### Work task
What you return should match the listing exactly, minus its images.

### Record set
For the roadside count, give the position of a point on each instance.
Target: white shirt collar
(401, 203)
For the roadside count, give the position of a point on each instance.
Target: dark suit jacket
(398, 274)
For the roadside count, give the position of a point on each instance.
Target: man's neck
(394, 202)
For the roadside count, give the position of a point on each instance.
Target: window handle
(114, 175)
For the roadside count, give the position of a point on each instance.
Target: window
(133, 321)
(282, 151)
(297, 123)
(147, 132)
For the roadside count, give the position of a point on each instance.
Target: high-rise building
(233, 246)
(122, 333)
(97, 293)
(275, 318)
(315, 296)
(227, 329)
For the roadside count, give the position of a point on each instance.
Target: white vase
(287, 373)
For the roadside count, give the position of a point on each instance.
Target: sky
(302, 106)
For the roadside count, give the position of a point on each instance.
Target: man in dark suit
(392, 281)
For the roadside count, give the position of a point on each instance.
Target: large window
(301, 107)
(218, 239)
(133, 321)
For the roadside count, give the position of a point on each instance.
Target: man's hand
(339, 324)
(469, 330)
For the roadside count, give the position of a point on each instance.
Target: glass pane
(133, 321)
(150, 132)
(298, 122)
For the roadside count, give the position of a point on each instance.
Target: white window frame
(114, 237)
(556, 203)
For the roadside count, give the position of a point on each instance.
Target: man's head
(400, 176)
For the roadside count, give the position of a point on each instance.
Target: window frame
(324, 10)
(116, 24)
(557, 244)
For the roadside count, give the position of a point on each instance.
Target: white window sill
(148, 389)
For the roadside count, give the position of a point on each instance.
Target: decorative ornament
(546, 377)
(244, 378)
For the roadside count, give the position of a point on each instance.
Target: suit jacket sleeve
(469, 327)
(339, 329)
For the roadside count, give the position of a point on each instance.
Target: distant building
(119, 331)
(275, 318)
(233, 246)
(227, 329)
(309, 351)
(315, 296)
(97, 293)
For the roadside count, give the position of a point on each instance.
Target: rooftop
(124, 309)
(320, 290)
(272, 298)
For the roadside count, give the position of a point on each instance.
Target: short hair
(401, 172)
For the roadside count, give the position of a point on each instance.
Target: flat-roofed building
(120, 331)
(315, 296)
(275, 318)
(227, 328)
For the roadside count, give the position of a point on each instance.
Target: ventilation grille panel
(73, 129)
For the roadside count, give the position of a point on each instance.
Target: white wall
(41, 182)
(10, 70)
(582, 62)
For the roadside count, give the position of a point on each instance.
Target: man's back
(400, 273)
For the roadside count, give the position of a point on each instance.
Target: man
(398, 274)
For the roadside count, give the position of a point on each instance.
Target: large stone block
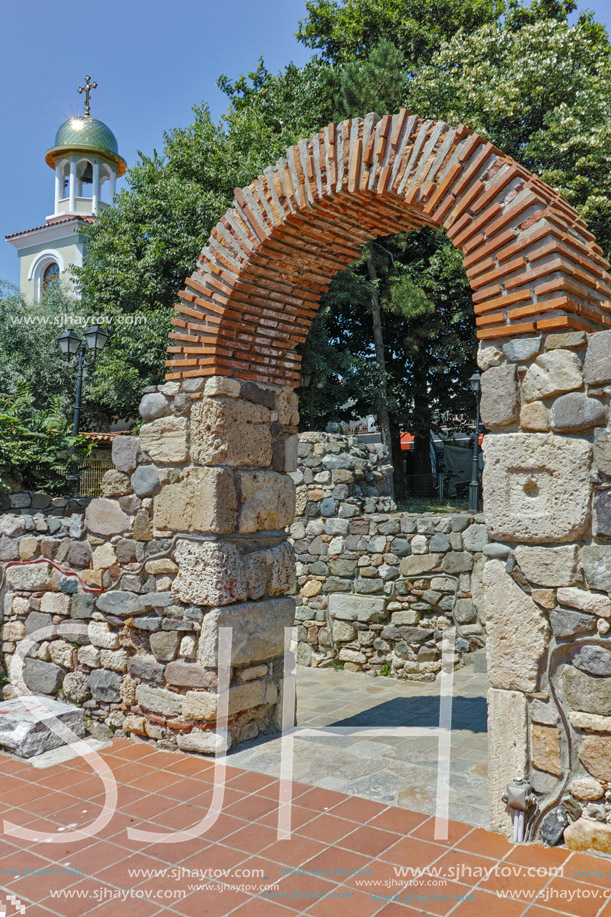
(586, 693)
(42, 677)
(590, 602)
(229, 431)
(364, 608)
(417, 564)
(209, 573)
(203, 706)
(158, 700)
(25, 733)
(543, 566)
(545, 749)
(517, 629)
(597, 366)
(270, 572)
(575, 412)
(536, 487)
(268, 501)
(258, 631)
(552, 373)
(125, 453)
(500, 403)
(165, 440)
(204, 501)
(105, 685)
(507, 750)
(602, 514)
(105, 517)
(121, 603)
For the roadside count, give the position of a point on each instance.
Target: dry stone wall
(376, 589)
(189, 536)
(547, 481)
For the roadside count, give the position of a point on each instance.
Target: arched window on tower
(84, 179)
(50, 278)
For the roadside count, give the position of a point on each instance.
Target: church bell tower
(86, 161)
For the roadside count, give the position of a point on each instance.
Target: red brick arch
(531, 261)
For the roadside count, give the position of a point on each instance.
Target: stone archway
(540, 291)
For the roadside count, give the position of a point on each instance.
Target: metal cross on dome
(87, 90)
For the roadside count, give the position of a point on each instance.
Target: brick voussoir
(259, 280)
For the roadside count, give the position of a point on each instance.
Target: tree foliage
(36, 446)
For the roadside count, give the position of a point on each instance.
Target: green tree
(346, 30)
(36, 446)
(542, 94)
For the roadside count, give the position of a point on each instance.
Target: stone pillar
(209, 495)
(547, 486)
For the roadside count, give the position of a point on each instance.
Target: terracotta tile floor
(346, 856)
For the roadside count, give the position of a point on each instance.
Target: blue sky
(152, 59)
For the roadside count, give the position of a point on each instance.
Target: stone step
(27, 732)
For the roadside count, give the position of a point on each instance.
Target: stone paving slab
(395, 770)
(346, 855)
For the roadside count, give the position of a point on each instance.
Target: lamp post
(474, 382)
(85, 351)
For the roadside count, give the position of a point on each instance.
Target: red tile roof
(24, 232)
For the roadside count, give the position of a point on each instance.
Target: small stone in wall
(268, 501)
(165, 440)
(588, 834)
(42, 677)
(545, 566)
(105, 685)
(145, 481)
(154, 405)
(76, 687)
(590, 602)
(594, 660)
(602, 450)
(597, 566)
(105, 517)
(104, 556)
(521, 349)
(115, 484)
(586, 789)
(125, 453)
(586, 692)
(597, 366)
(164, 644)
(535, 416)
(567, 623)
(500, 405)
(545, 749)
(228, 431)
(489, 355)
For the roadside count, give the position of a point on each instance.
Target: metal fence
(91, 474)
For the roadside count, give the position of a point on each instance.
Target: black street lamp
(71, 345)
(474, 382)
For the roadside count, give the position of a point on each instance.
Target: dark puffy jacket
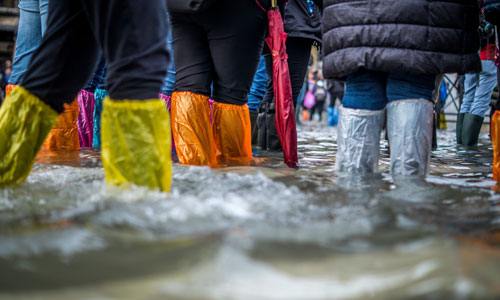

### Response to this task
For the roadside count, give the position of a point on each instance.
Target: white shirt collar
(401, 203)
For the roadside count, give the position of a point on each instance.
Target: dark suit jacket
(398, 274)
For the roadside count, give the position of a point on each instance.
Target: man's neck
(394, 202)
For the roadside count, give the position of a point on each instance.
Target: window handle
(114, 175)
For the roadside count, give the position of a point on each instance.
Target: window
(133, 321)
(282, 151)
(297, 123)
(147, 132)
For the roadside count, give the position of a point on each instance.
Target: high-rise building
(233, 246)
(122, 333)
(97, 293)
(275, 318)
(315, 296)
(227, 329)
For the roadside count, give the position of a point on each instance.
Target: white vase
(287, 373)
For the roadside count, give the position of a point on each instance.
Target: sky
(302, 106)
For the roadside count, give the position of a point on each instance.
Target: man in dark suit
(392, 281)
For the roadside count, give the position of a point on each instance.
Target: large window
(301, 107)
(218, 239)
(133, 321)
For the roadside count, give the position of a point on each instance.
Target: man's hand
(339, 324)
(469, 330)
For the roadside count, give the position of a point on each instance.
Target: glass pane
(133, 321)
(150, 132)
(298, 122)
For the roadside count, give the position of a point on each instance.
Target: white window frame
(114, 237)
(556, 203)
For the roadside count, give the position of a point on each instance.
Target: man's head
(400, 176)
For the roadside count, give the position of a point on each instance.
Target: window frame
(324, 10)
(116, 24)
(557, 244)
For the roadside count, give the position of a point on each instance.
Target: white window sill
(148, 389)
For the roadside count, give the position of a point on each instance.
Target: decorative ornament
(546, 377)
(244, 378)
For the roadside count, give the position of a point on each instance.
Target: suit jacket sleeve
(469, 327)
(339, 329)
For the roadside count, give the position of a point on each instance.
Target: distant building
(119, 331)
(275, 318)
(233, 246)
(227, 329)
(309, 351)
(315, 296)
(97, 293)
For the roadside count, give the position of a point on each instance.
Target: rooftop
(124, 309)
(320, 290)
(272, 298)
For the roadside count, give the position of a point on each instance.
Target: short hair
(401, 172)
For the roadside count, give the position of a point on each instance.
Target: flat-roofed building
(120, 331)
(315, 296)
(275, 318)
(227, 328)
For the roadside count, give the position of a point on each instance.
Target: ventilation grille panel
(73, 129)
For the roadside count, give the position of a point on each instance.
Target: white wall
(41, 182)
(10, 70)
(582, 62)
For the roadside count, give the position of a point on each instance.
Target: man's back
(400, 273)
For the roadside count, give the position of a point on each instance.
Target: man
(398, 274)
For the roadside count, give the position of a point on each instance.
Target: large stone block
(586, 693)
(42, 677)
(590, 602)
(229, 431)
(364, 608)
(417, 564)
(209, 573)
(203, 706)
(158, 700)
(25, 733)
(543, 566)
(545, 749)
(517, 629)
(597, 366)
(270, 572)
(575, 412)
(536, 487)
(268, 501)
(258, 631)
(552, 373)
(125, 453)
(500, 403)
(165, 440)
(204, 501)
(105, 685)
(507, 750)
(602, 514)
(105, 517)
(121, 603)
For the roadside count, give the position of a point on each instance.
Target: dry stone wall
(376, 589)
(189, 536)
(547, 481)
For the roadside count, give the position of a point on each instance.
Target: arched window on tower
(84, 179)
(50, 278)
For the roadside count, give the position of a point on each instance.
Target: church bell tower
(86, 161)
For the roadside count, give the position of a point on each instance.
Target: red brick arch
(531, 261)
For the roadside count, give the position of a point on each instance.
Target: stone archway
(540, 291)
For the roadside count, give the position of a point on each instance.
Target: metal cross on dome
(87, 90)
For the roadside count, give the position of a point on each instance.
Target: brick voussoir
(259, 280)
For the roadside count, give the position of a point on each instance.
Target: tree foliage
(36, 446)
For the roadside count, give the position of a point on each instance.
Target: green tree
(346, 30)
(36, 446)
(542, 94)
For the roadside count, give the position of a point on each instance.
Target: stone pillar
(209, 495)
(547, 486)
For the roadside count, give the position of a point on each instance.
Target: terracotta tile floor
(346, 856)
For the roadside count, give the position of a point on each instance.
Target: blue sky
(152, 59)
For the roadside count, give the position of a point on each instance.
Target: stone step
(27, 732)
For the roadside count, give the position of a point on each instance.
Target: stone paving slab
(395, 770)
(346, 855)
For the roadside count, give the position of a point on each instance.
Target: lamp post
(474, 382)
(85, 351)
For the roadside count, give the position of a point on each instance.
Target: red tile roof
(24, 232)
For the roadside count, give the position of a point on each instance.
Target: small stone in wall
(268, 501)
(165, 440)
(588, 834)
(42, 677)
(545, 566)
(105, 685)
(145, 481)
(154, 405)
(76, 687)
(590, 602)
(594, 660)
(602, 450)
(597, 566)
(105, 517)
(104, 556)
(521, 349)
(115, 484)
(586, 789)
(125, 453)
(586, 692)
(597, 366)
(164, 644)
(535, 416)
(567, 623)
(500, 405)
(545, 749)
(228, 431)
(489, 355)
For the roadside count, give the position of a point on each instance.
Target: metal fence
(91, 474)
For the roadside count, give the position of a point on each instance.
Target: black street lamp
(71, 345)
(474, 382)
For the roadside count, give the position of a point on each instance.
Target: dark puffy jacket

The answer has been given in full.